▸ READING PASSAGE
— BEGIN —
# how to get a great look after removing popcorn



## c.c.co.

We have used a couple of different people lately to remove the popcorn texture on the ceiling then re float and texture with a light splatter but it just seems to come out looking about 90% perfect and I would like to get it 100%. Is it just the fact that the drywall guys are not adding enough mud or not sanding enough or what? You drywall experts out there please let me know your technique for a perfect ceiling post popcorn removal. Thanks for the help.


----------



## 375RGR

Hang a new layer of drywall over the textured drywall. Its a lot easier than making a mess trying to remove the existing texture. I have done both and in the end the new layer route always ended up costing less with better results.


----------



## boman47k

No expert, but I have done a little. Have seen some come clean and not even need skimming expcept may the seems where it was not finished for a smooth ceiling. I have also seen some that definitely would need to be capped over, no doubt. Especially some previously painted ceilings and/or ceilings I assumed were not primed before being sprayed or a combonation of both.


----------



## c.c.co.

I cant imagine that hanging all new drywall on the ceiling would be more cost effective than removing popcorn. With a light water application the popcorn seems to come off fairly easily even when painted. The problem from what I see is that when the guys are looking at the ceiling after the texture is gone saying it looks pretty good and they dont spend the amount of time on it like they would on new drywall. These same guys produce some great looking textured walls with almost no flaws when new drywall and I just dont see the real difference between adding two coats of mud and sanding on new or existing. I just thing they are taking the slacker way out which I hate to see and will basically not get them the chance at my next project. Anymore drywall guys out there have an opinion?


----------



## boman47k

> With a light water application the popcorn seems to come off fairly *easily even when painted*


Some I have seen is anything but easy. Matter of fact, in my own kitchen the seams are very tough. I gave up on them. I will either recap or skim. Maybe a little skimming and a recap to get rid of the hump that is bound to show through.

It is according to what process was used when it was applied, imo. Oil primed and applied? Oil primed when applied then painted? That can be very tough in my limited experience. Painted many times over the years?


----------



## nEighter

What I do is take it off:

1. Spray bottle and drywall knife
2. Collect the dropped popcorn on the drops and dispose
3. Then go back and scrape the seams with a drywall knife to get the roughed drywall from the popcorn off
4. Go back over with a wet rag to "wash" or smooth the areas over
5. Hit the nail/screw holes and seams with a skim coat(s)
— END —
▸ GIVEN REQUEST
Answer these questions about the popcorn-removal thread:
(a) What does 375RGR suggest doing instead of removing the existing texture?
(b) Which part of the ceiling in boman47k's own kitchen proved very tough?
(c) In nEighter's steps, what tool is used to go back over the areas after the seams are scraped?

▸ GIVEN DATA
— BEGIN —
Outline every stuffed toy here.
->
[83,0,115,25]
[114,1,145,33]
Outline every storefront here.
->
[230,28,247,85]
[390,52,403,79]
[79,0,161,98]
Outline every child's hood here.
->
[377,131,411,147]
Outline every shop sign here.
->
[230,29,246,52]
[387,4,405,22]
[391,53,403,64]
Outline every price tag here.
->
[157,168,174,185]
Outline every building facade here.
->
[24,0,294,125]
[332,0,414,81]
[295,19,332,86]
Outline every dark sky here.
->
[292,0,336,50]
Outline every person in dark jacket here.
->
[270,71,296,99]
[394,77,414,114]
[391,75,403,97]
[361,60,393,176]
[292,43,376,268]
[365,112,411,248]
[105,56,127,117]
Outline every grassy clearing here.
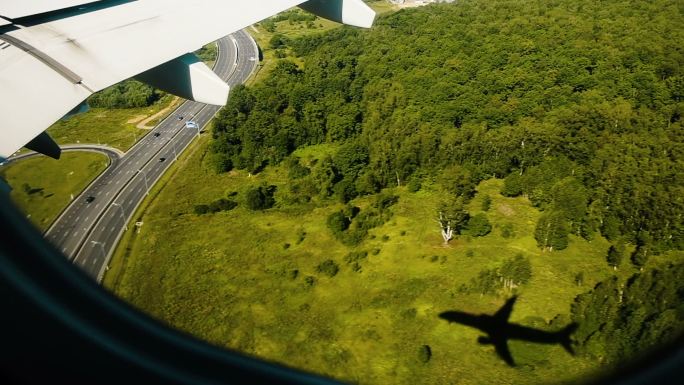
— END —
▸ RESULT FOR THIS TASK
(a) Hang a new layer of drywall over the textured drywall.
(b) The seams.
(c) A wet rag.